* START *

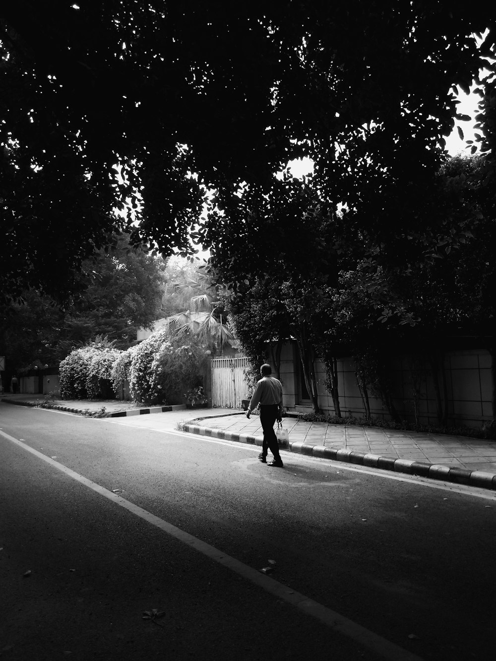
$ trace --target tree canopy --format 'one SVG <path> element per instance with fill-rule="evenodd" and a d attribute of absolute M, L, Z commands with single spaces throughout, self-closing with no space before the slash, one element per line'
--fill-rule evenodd
<path fill-rule="evenodd" d="M 7 369 L 40 361 L 54 365 L 75 346 L 106 336 L 117 348 L 136 342 L 138 328 L 161 316 L 164 261 L 133 249 L 121 238 L 82 263 L 83 293 L 61 307 L 47 294 L 22 292 L 0 316 L 0 350 Z"/>
<path fill-rule="evenodd" d="M 19 0 L 0 21 L 7 297 L 66 296 L 116 229 L 187 252 L 207 189 L 227 231 L 214 214 L 196 239 L 215 260 L 245 220 L 240 186 L 276 198 L 274 172 L 304 154 L 366 232 L 421 227 L 452 87 L 493 70 L 496 40 L 483 12 L 447 0 Z M 492 149 L 493 83 L 481 94 Z"/>

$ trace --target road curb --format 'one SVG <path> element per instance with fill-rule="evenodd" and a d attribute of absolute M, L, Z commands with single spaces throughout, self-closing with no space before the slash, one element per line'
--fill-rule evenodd
<path fill-rule="evenodd" d="M 54 408 L 55 410 L 66 411 L 69 413 L 79 413 L 83 414 L 87 408 L 74 408 L 71 407 L 63 407 L 60 404 L 44 403 L 41 400 L 37 401 L 22 401 L 21 399 L 11 399 L 9 397 L 3 398 L 1 401 L 7 402 L 7 404 L 16 404 L 21 407 L 39 407 L 40 408 Z M 99 418 L 122 418 L 131 415 L 145 415 L 147 413 L 162 413 L 164 411 L 174 411 L 186 410 L 185 404 L 173 404 L 168 407 L 150 407 L 148 408 L 130 408 L 125 411 L 116 411 L 114 413 L 99 413 L 98 411 L 89 411 L 90 415 L 93 413 Z"/>
<path fill-rule="evenodd" d="M 104 418 L 123 418 L 130 415 L 146 415 L 147 413 L 163 413 L 164 411 L 186 410 L 185 404 L 172 404 L 170 407 L 150 407 L 149 408 L 130 408 L 125 411 L 107 413 Z"/>
<path fill-rule="evenodd" d="M 248 443 L 255 446 L 261 446 L 263 441 L 262 436 L 250 436 L 238 432 L 202 427 L 198 424 L 186 424 L 184 430 L 190 434 L 212 436 L 238 443 Z M 405 473 L 410 475 L 442 480 L 443 482 L 452 482 L 454 484 L 496 490 L 496 475 L 483 471 L 470 471 L 466 468 L 450 468 L 449 466 L 444 466 L 442 464 L 427 463 L 415 461 L 413 459 L 393 459 L 392 457 L 383 457 L 381 455 L 370 453 L 356 452 L 345 447 L 334 448 L 325 446 L 311 446 L 302 441 L 292 442 L 290 440 L 289 446 L 282 449 L 309 457 L 358 464 L 370 468 L 380 468 L 393 473 Z"/>

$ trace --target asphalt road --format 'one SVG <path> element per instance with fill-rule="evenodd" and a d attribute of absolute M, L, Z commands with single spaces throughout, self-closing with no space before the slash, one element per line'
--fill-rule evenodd
<path fill-rule="evenodd" d="M 146 424 L 0 405 L 0 658 L 493 656 L 495 494 Z"/>

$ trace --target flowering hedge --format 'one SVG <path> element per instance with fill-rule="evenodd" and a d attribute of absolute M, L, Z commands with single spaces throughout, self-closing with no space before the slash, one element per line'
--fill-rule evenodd
<path fill-rule="evenodd" d="M 201 385 L 204 348 L 194 340 L 176 340 L 162 329 L 136 346 L 120 351 L 99 338 L 75 349 L 60 363 L 63 399 L 118 397 L 128 381 L 131 398 L 147 404 L 179 404 Z"/>
<path fill-rule="evenodd" d="M 126 351 L 121 352 L 112 367 L 112 388 L 118 398 L 124 383 L 126 381 L 129 383 L 131 380 L 131 366 L 137 348 L 137 346 L 131 346 Z"/>
<path fill-rule="evenodd" d="M 205 360 L 204 350 L 189 340 L 164 343 L 151 363 L 153 387 L 169 404 L 183 402 L 186 391 L 200 385 L 198 372 Z"/>
<path fill-rule="evenodd" d="M 109 397 L 112 367 L 120 353 L 101 338 L 71 351 L 60 363 L 62 399 Z"/>
<path fill-rule="evenodd" d="M 86 391 L 90 399 L 112 397 L 112 368 L 121 352 L 114 348 L 95 350 L 86 379 Z"/>
<path fill-rule="evenodd" d="M 157 330 L 135 347 L 131 361 L 129 386 L 132 398 L 136 402 L 161 404 L 165 401 L 162 389 L 159 388 L 152 364 L 155 356 L 171 346 L 169 332 L 165 329 Z"/>
<path fill-rule="evenodd" d="M 91 346 L 75 349 L 60 363 L 60 397 L 62 399 L 87 397 L 86 378 L 93 350 Z"/>

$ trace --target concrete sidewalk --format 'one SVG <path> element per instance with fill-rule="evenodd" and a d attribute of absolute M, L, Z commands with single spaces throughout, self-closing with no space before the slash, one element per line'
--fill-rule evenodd
<path fill-rule="evenodd" d="M 36 406 L 37 403 L 44 402 L 44 398 L 40 395 L 7 393 L 1 401 Z M 159 413 L 161 414 L 161 427 L 171 430 L 176 429 L 180 422 L 185 431 L 190 434 L 262 444 L 259 416 L 252 414 L 248 420 L 243 412 L 232 408 L 137 407 L 132 402 L 117 400 L 50 403 L 59 410 L 89 412 L 103 417 Z M 105 411 L 102 414 L 103 407 Z M 173 410 L 175 412 L 167 412 Z M 291 452 L 496 490 L 496 441 L 377 427 L 306 422 L 292 417 L 284 418 L 283 426 L 289 432 L 289 445 L 285 449 Z"/>
<path fill-rule="evenodd" d="M 201 413 L 198 412 L 198 418 Z M 287 417 L 291 452 L 496 490 L 496 441 L 377 427 L 306 422 Z M 260 446 L 257 416 L 206 419 L 185 430 Z"/>

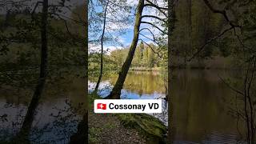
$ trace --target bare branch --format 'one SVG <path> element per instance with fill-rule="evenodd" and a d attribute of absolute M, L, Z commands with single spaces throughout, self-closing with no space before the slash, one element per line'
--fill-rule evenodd
<path fill-rule="evenodd" d="M 141 40 L 143 43 L 145 43 L 146 45 L 147 45 L 147 46 L 151 49 L 151 50 L 152 50 L 154 54 L 157 54 L 158 55 L 159 58 L 162 58 L 162 55 L 159 54 L 159 52 L 155 51 L 155 50 L 154 50 L 154 48 L 153 48 L 150 44 L 146 43 L 146 42 L 145 41 L 143 41 L 142 39 L 139 39 L 139 40 Z"/>
<path fill-rule="evenodd" d="M 221 34 L 219 34 L 218 35 L 217 35 L 216 37 L 209 39 L 205 44 L 203 44 L 196 53 L 194 53 L 193 54 L 193 56 L 188 60 L 188 62 L 190 62 L 193 58 L 195 58 L 195 56 L 197 56 L 205 47 L 206 46 L 207 46 L 209 43 L 212 42 L 213 41 L 216 40 L 217 38 L 222 37 L 222 35 L 224 35 L 226 32 L 230 31 L 230 30 L 232 30 L 234 27 L 230 27 L 226 30 L 225 30 L 224 31 L 222 31 Z"/>
<path fill-rule="evenodd" d="M 244 94 L 242 92 L 242 91 L 240 91 L 240 90 L 236 90 L 236 89 L 234 89 L 234 87 L 232 87 L 230 84 L 228 84 L 222 77 L 220 77 L 218 74 L 218 77 L 222 81 L 222 82 L 226 85 L 226 86 L 227 86 L 230 89 L 231 89 L 233 91 L 234 91 L 234 92 L 236 92 L 236 93 L 238 93 L 238 94 L 241 94 L 241 95 L 244 95 Z"/>
<path fill-rule="evenodd" d="M 166 17 L 167 17 L 167 14 L 162 10 L 167 10 L 168 8 L 166 7 L 159 7 L 158 6 L 154 4 L 152 2 L 149 1 L 149 0 L 146 0 L 147 2 L 146 4 L 144 4 L 144 6 L 152 6 L 154 7 L 156 9 L 158 9 L 161 13 L 162 13 Z"/>
<path fill-rule="evenodd" d="M 156 18 L 156 19 L 158 19 L 159 21 L 162 21 L 162 22 L 166 22 L 165 19 L 157 17 L 157 16 L 154 16 L 154 15 L 142 15 L 142 18 Z"/>
<path fill-rule="evenodd" d="M 235 25 L 230 20 L 230 18 L 228 18 L 227 14 L 226 14 L 226 10 L 217 10 L 215 8 L 214 8 L 210 2 L 208 0 L 203 0 L 205 4 L 209 7 L 209 9 L 213 12 L 213 13 L 218 13 L 218 14 L 221 14 L 224 16 L 225 19 L 229 22 L 229 24 L 231 26 L 231 27 L 239 27 L 241 28 L 242 26 L 238 26 L 238 25 Z"/>
<path fill-rule="evenodd" d="M 153 23 L 148 22 L 144 22 L 142 21 L 141 23 L 145 23 L 145 24 L 149 24 L 151 25 L 152 26 L 157 28 L 158 30 L 160 30 L 162 34 L 166 34 L 166 33 L 165 31 L 163 31 L 162 30 L 161 30 L 159 27 L 158 27 L 157 26 L 154 25 Z"/>
<path fill-rule="evenodd" d="M 31 12 L 32 18 L 34 17 L 34 14 L 35 10 L 38 8 L 38 5 L 42 4 L 42 2 L 37 2 L 37 3 L 35 4 L 35 6 Z"/>

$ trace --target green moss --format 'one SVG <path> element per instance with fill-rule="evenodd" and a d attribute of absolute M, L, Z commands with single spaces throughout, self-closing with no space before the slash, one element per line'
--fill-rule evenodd
<path fill-rule="evenodd" d="M 89 94 L 90 105 L 93 105 L 94 99 L 101 98 L 96 94 Z M 93 106 L 90 106 L 93 107 Z M 144 135 L 157 138 L 163 141 L 166 133 L 166 126 L 158 118 L 146 114 L 116 114 L 120 122 L 126 127 L 134 128 Z M 113 126 L 106 123 L 106 127 Z"/>
<path fill-rule="evenodd" d="M 166 133 L 166 126 L 151 115 L 146 114 L 122 114 L 116 115 L 125 126 L 138 129 L 147 135 L 162 139 Z"/>

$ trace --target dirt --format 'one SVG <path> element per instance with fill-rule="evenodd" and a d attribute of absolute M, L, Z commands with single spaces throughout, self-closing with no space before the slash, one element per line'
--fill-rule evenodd
<path fill-rule="evenodd" d="M 90 143 L 146 143 L 146 138 L 135 129 L 124 127 L 111 114 L 89 112 Z"/>

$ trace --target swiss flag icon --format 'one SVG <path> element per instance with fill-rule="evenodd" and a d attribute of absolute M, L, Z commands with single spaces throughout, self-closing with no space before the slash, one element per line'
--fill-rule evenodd
<path fill-rule="evenodd" d="M 106 104 L 104 104 L 104 103 L 98 103 L 98 104 L 97 104 L 97 109 L 106 110 Z"/>

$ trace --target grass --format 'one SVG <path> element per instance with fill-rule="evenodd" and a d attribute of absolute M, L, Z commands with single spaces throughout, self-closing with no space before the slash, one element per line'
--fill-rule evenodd
<path fill-rule="evenodd" d="M 90 94 L 90 107 L 93 107 L 94 99 L 101 98 L 98 95 Z M 120 122 L 127 128 L 136 129 L 142 134 L 147 138 L 158 139 L 164 141 L 166 133 L 166 126 L 158 118 L 146 114 L 114 114 L 114 116 L 120 120 Z M 106 122 L 106 125 L 102 126 L 103 128 L 112 128 L 113 124 L 110 122 Z M 93 130 L 94 133 L 95 130 Z M 92 138 L 92 140 L 94 139 Z"/>

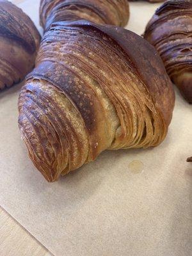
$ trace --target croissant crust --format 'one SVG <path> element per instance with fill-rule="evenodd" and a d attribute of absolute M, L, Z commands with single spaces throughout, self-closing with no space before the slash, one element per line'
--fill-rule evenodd
<path fill-rule="evenodd" d="M 148 22 L 144 38 L 160 54 L 168 74 L 192 103 L 192 1 L 168 1 Z"/>
<path fill-rule="evenodd" d="M 18 7 L 0 1 L 0 90 L 22 79 L 35 65 L 40 36 Z"/>
<path fill-rule="evenodd" d="M 129 8 L 127 0 L 41 0 L 40 13 L 44 29 L 54 22 L 82 19 L 124 27 Z"/>
<path fill-rule="evenodd" d="M 56 22 L 22 88 L 19 123 L 30 157 L 52 182 L 106 149 L 158 145 L 174 100 L 161 58 L 140 36 L 85 20 Z"/>

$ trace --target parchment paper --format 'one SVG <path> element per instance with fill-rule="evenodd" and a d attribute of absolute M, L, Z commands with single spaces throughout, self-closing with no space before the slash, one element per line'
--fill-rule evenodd
<path fill-rule="evenodd" d="M 40 28 L 38 2 L 18 5 Z M 159 4 L 130 5 L 127 28 L 141 34 Z M 186 162 L 192 156 L 192 106 L 177 90 L 169 133 L 159 147 L 105 152 L 49 184 L 20 140 L 20 86 L 0 93 L 3 207 L 55 255 L 192 255 L 192 164 Z"/>

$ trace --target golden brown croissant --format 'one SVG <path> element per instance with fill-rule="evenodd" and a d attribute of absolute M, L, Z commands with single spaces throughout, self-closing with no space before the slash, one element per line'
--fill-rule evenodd
<path fill-rule="evenodd" d="M 192 1 L 168 1 L 157 10 L 144 37 L 160 54 L 168 74 L 192 103 Z"/>
<path fill-rule="evenodd" d="M 86 20 L 51 25 L 19 102 L 29 154 L 47 180 L 106 149 L 165 138 L 175 95 L 156 51 L 132 32 Z"/>
<path fill-rule="evenodd" d="M 56 21 L 81 19 L 124 27 L 129 8 L 127 0 L 41 0 L 40 13 L 44 29 Z"/>
<path fill-rule="evenodd" d="M 1 90 L 31 70 L 40 36 L 29 17 L 8 1 L 0 0 L 0 19 Z"/>

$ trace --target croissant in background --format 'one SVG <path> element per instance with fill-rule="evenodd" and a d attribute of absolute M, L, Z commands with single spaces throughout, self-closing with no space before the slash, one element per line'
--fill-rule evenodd
<path fill-rule="evenodd" d="M 40 36 L 21 9 L 0 0 L 0 90 L 22 79 L 35 65 Z"/>
<path fill-rule="evenodd" d="M 144 38 L 160 54 L 168 74 L 192 103 L 192 1 L 168 1 L 148 22 Z"/>
<path fill-rule="evenodd" d="M 52 182 L 106 149 L 158 145 L 174 100 L 160 57 L 141 37 L 85 20 L 56 22 L 21 90 L 19 124 L 31 159 Z"/>
<path fill-rule="evenodd" d="M 81 19 L 124 27 L 129 8 L 127 0 L 41 0 L 40 16 L 44 29 L 56 21 Z"/>

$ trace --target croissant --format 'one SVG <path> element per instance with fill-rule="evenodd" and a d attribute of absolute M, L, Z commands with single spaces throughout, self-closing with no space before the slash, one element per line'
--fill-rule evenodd
<path fill-rule="evenodd" d="M 144 38 L 160 54 L 168 74 L 192 103 L 192 1 L 172 0 L 157 10 Z"/>
<path fill-rule="evenodd" d="M 0 19 L 1 90 L 31 70 L 40 36 L 29 17 L 8 1 L 0 0 Z"/>
<path fill-rule="evenodd" d="M 41 0 L 40 16 L 45 29 L 56 21 L 81 19 L 125 26 L 129 8 L 127 0 Z"/>
<path fill-rule="evenodd" d="M 19 124 L 29 157 L 52 182 L 106 149 L 158 145 L 174 100 L 160 57 L 141 37 L 60 22 L 44 35 L 21 90 Z"/>

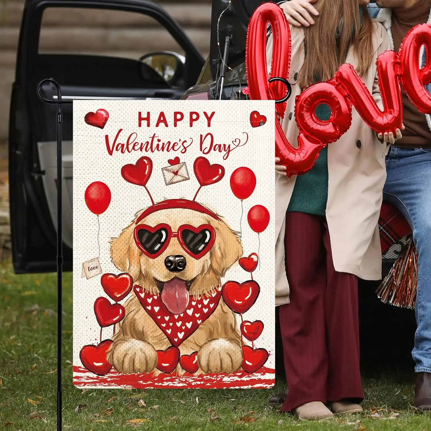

* END *

◆ **WRITTEN TASK**: Copy the listing word for word from its beginning through the line containing "297 L 66 296", with both ends included. Leave out the picture.

◆ **THE ANSWER**:
$ trace --target tree canopy --format 'one SVG <path> element per instance with fill-rule="evenodd" and a d attribute of absolute M, L, Z commands with single spaces throughout, self-closing with no space before the slash, one element per line'
--fill-rule evenodd
<path fill-rule="evenodd" d="M 7 369 L 40 361 L 54 365 L 75 346 L 106 336 L 117 348 L 136 342 L 138 328 L 161 316 L 164 261 L 133 249 L 121 238 L 82 263 L 83 293 L 61 307 L 47 294 L 22 292 L 0 316 L 0 350 Z"/>
<path fill-rule="evenodd" d="M 19 0 L 0 21 L 7 297 L 66 296 L 116 229 L 187 252 L 207 189 L 227 231 L 214 214 L 196 239 L 215 260 L 245 220 L 240 186 L 276 198 L 274 172 L 304 154 L 366 232 L 421 227 L 452 87 L 493 70 L 496 40 L 483 12 L 447 0 Z M 492 149 L 493 83 L 481 94 Z"/>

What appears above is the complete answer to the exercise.